List of tasks
1. From the passage on the Lake Erie algae toxin, copy the part that opens with the words containing "A high-ranking state" and closes with "control the blooms.".
2. Summarize the passage on the Lake Erie algae toxin in two sentences.
3. List every person named in the passage on the Lake Erie algae toxin.

Gov. John Kasich says there will be an extensive review of how the water supply became tainted with a toxin suspected to be from algae in Lake Erie.
A high-ranking state lawmaker is planning hearings on the algae fouling the lake and says he wants to hear from scientists who can say what’s behind the algae.
Republican Sen. Rob Portman says more research is needed to understand how to control the blooms.
“Now that the residents of the Toledo region have access to safe and clean drinking water, we must quickly pin-point how these elevated toxin levels occurred and work to ensure this does not happen again,” he said.
Portman authored the Harmful Algal Blooms and Hypoxia Research and Control Amendments Act of 2013, which was signed into law last month, and was recently named Vice-Chair of the Senate Great Lakes Task Force.
As a member of the Senate Agriculture Committee, Democrat Sherrod Brown backed the 2014 Farm Bill, helping to create the Regional Conservation Partnership Program, which provides $1.2 billion over the next five years to promote conservation.
“While the ban has been lifted, our work to ensure safe drinking water has only begun. We must incorporate regional, cutting-edge practices to prevent algal blooms and ensure safe drinking water,” he said.
Ohio’s joint application to the RCPP with Michigan and Indiana for Farm Bill funds to improve water quality in the Western Lake Erie Basin has advanced to the next round, he said.

Provided data

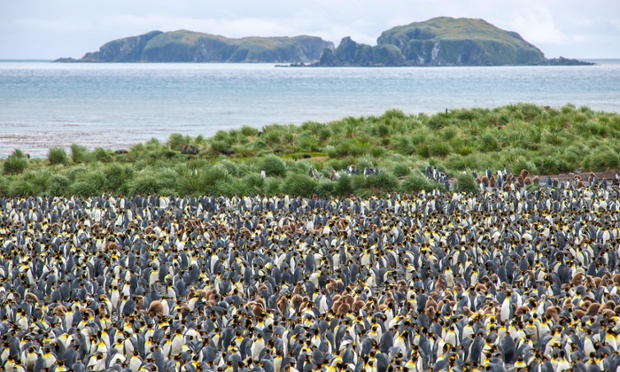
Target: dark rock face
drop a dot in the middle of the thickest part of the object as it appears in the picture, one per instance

Solutions
1.
A high-ranking state lawmaker is planning hearings on the algae fouling the lake and says he wants to hear from scientists who can say what’s behind the algae.
Republican Sen. Rob Portman says more research is needed to understand how to control the blooms.

2. After a toxin suspected to come from Lake Erie algae tainted the water supply, Gov. John Kasich promised an extensive review, and a high-ranking state lawmaker planned hearings on the algae. Sen. Rob Portman called for more research on controlling the blooms, while Sen. Sherrod Brown pointed to Farm Bill conservation funding, including a joint application by Ohio, Michigan and Indiana to improve water quality in the Western Lake Erie Basin.

3.
John Kasich
Rob Portman
Sherrod Brown